• [GIVEN INSTRUCTION] All of the records below must be output exactly, with no pictures carried over.

• [INPUT ROWS]
---

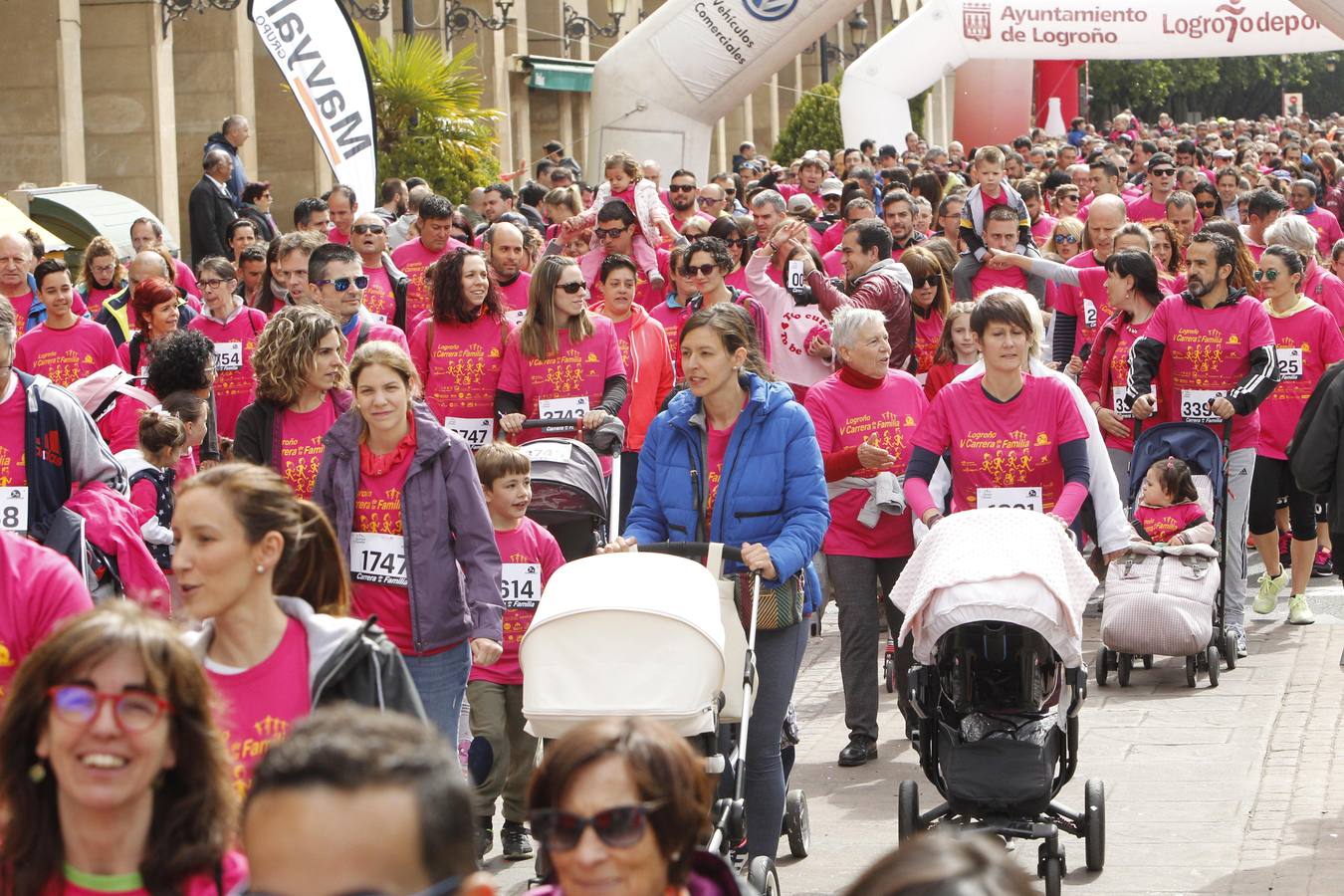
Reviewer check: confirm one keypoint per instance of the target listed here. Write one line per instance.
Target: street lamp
(460, 18)
(578, 27)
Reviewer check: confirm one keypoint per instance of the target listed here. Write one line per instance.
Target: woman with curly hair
(459, 348)
(300, 362)
(113, 776)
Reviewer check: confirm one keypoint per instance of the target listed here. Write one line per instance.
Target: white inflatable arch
(945, 34)
(661, 89)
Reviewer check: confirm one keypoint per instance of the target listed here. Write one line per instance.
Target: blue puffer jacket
(773, 488)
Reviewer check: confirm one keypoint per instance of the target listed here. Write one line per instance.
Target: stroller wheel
(907, 810)
(795, 823)
(763, 876)
(1094, 823)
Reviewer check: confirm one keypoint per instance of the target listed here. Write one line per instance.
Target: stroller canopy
(1020, 567)
(624, 634)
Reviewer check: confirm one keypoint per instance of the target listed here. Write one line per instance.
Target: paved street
(1228, 790)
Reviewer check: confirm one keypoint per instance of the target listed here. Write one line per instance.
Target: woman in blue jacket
(734, 460)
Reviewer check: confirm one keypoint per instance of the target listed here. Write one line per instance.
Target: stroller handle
(692, 550)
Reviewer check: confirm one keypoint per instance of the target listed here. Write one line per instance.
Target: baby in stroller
(1168, 508)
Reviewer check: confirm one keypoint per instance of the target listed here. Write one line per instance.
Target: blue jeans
(441, 681)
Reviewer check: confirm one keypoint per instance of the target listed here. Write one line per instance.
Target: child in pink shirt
(529, 558)
(625, 181)
(1168, 508)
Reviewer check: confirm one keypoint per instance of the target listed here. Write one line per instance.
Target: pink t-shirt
(302, 445)
(38, 587)
(1209, 349)
(66, 354)
(1009, 443)
(379, 297)
(530, 557)
(378, 510)
(235, 380)
(1327, 227)
(574, 371)
(1163, 523)
(463, 369)
(260, 704)
(1306, 342)
(928, 332)
(845, 416)
(413, 260)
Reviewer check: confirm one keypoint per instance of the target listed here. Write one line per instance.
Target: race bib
(1020, 499)
(1289, 364)
(1195, 406)
(229, 356)
(1089, 314)
(14, 510)
(378, 559)
(560, 408)
(521, 584)
(475, 431)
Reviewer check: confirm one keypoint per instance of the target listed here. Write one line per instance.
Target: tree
(429, 115)
(813, 123)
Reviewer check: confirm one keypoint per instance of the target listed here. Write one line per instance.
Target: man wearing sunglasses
(1151, 207)
(384, 297)
(361, 802)
(336, 281)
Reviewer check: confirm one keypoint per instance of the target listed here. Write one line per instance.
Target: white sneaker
(1298, 612)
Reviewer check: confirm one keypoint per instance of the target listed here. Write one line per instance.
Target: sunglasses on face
(618, 827)
(133, 710)
(342, 284)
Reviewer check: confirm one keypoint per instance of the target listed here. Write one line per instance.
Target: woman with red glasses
(113, 777)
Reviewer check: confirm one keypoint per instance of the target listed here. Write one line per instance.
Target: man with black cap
(1151, 207)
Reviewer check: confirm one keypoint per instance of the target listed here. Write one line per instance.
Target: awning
(550, 73)
(78, 214)
(14, 220)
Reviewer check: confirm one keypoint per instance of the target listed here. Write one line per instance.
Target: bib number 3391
(378, 559)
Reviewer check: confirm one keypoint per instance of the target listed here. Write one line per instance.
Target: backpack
(99, 391)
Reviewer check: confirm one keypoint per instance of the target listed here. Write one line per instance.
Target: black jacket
(348, 660)
(1314, 454)
(210, 212)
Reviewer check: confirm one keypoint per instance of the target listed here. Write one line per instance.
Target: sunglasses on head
(618, 826)
(342, 284)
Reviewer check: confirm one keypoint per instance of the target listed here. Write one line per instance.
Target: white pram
(994, 602)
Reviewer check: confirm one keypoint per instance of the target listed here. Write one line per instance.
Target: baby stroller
(999, 681)
(586, 656)
(1170, 599)
(568, 491)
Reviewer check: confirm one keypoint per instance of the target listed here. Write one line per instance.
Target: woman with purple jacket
(407, 508)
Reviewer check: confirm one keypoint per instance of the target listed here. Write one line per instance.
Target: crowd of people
(300, 456)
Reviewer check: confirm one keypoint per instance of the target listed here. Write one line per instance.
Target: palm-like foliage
(421, 92)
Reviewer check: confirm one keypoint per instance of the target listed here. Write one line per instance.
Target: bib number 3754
(378, 559)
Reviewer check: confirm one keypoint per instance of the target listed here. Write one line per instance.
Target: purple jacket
(445, 524)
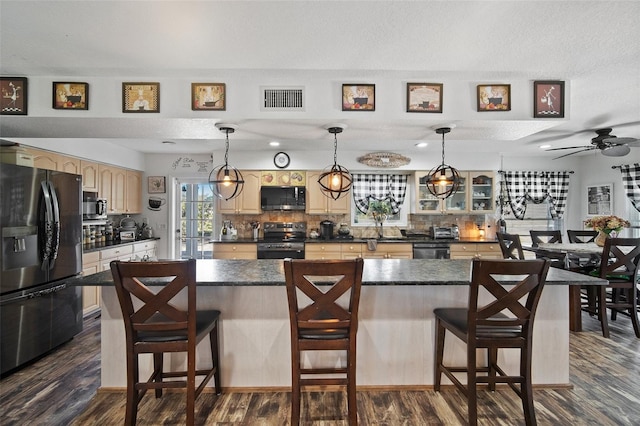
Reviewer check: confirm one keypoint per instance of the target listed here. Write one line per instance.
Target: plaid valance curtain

---

• [ANSWER TO THE EXERCISE]
Reviewer check: confirm one keypoint per instance of the target listed here. Write one line per instance.
Target: street lamp
(460, 18)
(578, 27)
Reviewer check: confirm one keypoint per instance of the target listed here. Write one line per instance.
Target: woman with curly hair
(459, 348)
(300, 362)
(113, 776)
Reviewer check: confirm one keypoint per instance of the target listed here. Write one line per instance.
Target: white inflatable arch
(945, 34)
(661, 89)
Reviewer check: confirm one keypoint per instance of the target listed here. Write one line per instance.
Target: blue puffer jacket
(773, 488)
Reviewer check: confirm one keypoint per instance of the target listed here. Write one line per instance.
Target: stroller wheel
(907, 810)
(795, 823)
(763, 876)
(1094, 823)
Reviewer check: confirm one keypoint per instance of the target listed here. Write one line per instance.
Target: stroller canopy
(1020, 567)
(624, 634)
Reviewer check: confirm one keypoint per instance of the target listed here. Write one line per instance.
Target: paved street
(1228, 790)
Reviewer check: confirm one keypoint per instance of the target listed here. Write one line per instance.
Target: woman in blue jacket
(734, 460)
Reviewer check: confirm one keypoint per instance of the target listed here. Write one line per instance.
Target: stroller handle
(692, 550)
Reviewer check: confirm one keypoint per instance of the target listed here. Write one line per instance.
Target: baby in stroller
(1168, 508)
Reviewer check: confirm one keypoint per instance of the target listed here. Write one line per instance.
Target: blue jeans
(441, 681)
Reviewer check: confirm one keypoint per instance of the target listed here. Write one line per instance.
Target: child in pink shirt
(529, 558)
(625, 181)
(1168, 508)
Reviewer check: confirm one keypoint per instance of the target listed here. Write one line per instance.
Target: pink t-shirt
(302, 445)
(38, 587)
(1209, 349)
(66, 354)
(1009, 443)
(379, 297)
(530, 557)
(378, 510)
(235, 380)
(1327, 227)
(574, 371)
(1163, 523)
(463, 369)
(260, 704)
(1306, 342)
(928, 332)
(845, 416)
(413, 260)
Reviewer check: confirm one keypoint per instance of the target listed here. Write one line per instance.
Target: race bib
(1020, 499)
(1289, 364)
(1195, 406)
(229, 356)
(1089, 314)
(14, 510)
(378, 559)
(560, 408)
(521, 584)
(475, 431)
Reviewer check: confirm one keypoint per instance of the target listed here. Write one line per instance.
Target: tree
(429, 115)
(813, 123)
Reviewer check: confirm one keypoint per instance of the target listed here. Write one line per instance.
Target: man wearing sunglasses
(1151, 207)
(384, 297)
(361, 802)
(336, 281)
Reviewer check: confirm one keypoint per instance of the target listed here. Write one line per instance.
Target: white sneaker
(1298, 612)
Reviewer check: confirm one keypoint per instance of the target listed here. Write one line per instance.
Target: sunglasses on face
(618, 827)
(133, 710)
(342, 284)
Reviewer check: confirm one keypoint per instance of the target listed here. Write one line per instance.
Target: woman with red glasses
(113, 777)
Reviewer check: confirm one keypoint per instance of the target listed here. Write one line per instance.
Target: man with black cap
(1151, 207)
Reviewer check: confirm one keypoint per instance of the target listed here. Write one line per instance.
Target: awning
(550, 73)
(78, 214)
(14, 220)
Reviewer check: confirm one keypoint per instance of the target listed here. Write one line per instance.
Target: bib number 3391
(378, 559)
Reviewer check: confirm one keypoint per instance of the target listed here. Write one line per instance.
Target: backpack
(99, 391)
Reviewer check: confirm one keypoint per instance of the target listed here. Write one line per instance.
Target: black jacket
(348, 660)
(1314, 454)
(210, 212)
Reviewer check: confirm one keypoint per instance of the target listed here. Write one line per instance.
Target: sunglasses on head
(618, 826)
(342, 284)
Reviewer check: confirm one keypoint per instance of the target listed here. Write one line per instance.
Target: white pram
(994, 602)
Reviewer check: confirm one keypoint per instance of the target listed here. Write one line per instance.
Target: baby stroller
(999, 681)
(586, 656)
(1170, 599)
(568, 491)
Reviewer check: confirm one keypoint per instance of the target listed here. Write one line per instance.
Target: woman with purple jacket
(407, 508)
Reviewer check: confirm one keypoint per instance of the target listed here. Write one line per instance.
Target: crowd of people
(300, 456)
Reviewer check: confirm one keypoint per instance of the target listed here. Write one line per instance.
Target: palm-like foliage
(421, 92)
Reviewer check: confirm one keypoint per instance of the target listed here. Write one line per instance.
Target: bib number 3754
(378, 559)
Reviewer check: confirm one keypoint per instance of the target listed here. Write one line per instance.
Target: purple jacket
(445, 524)
Reviewer check: confirm one keypoint per instance of the target listed here. Write one line per instance.
Target: plaid valance curtain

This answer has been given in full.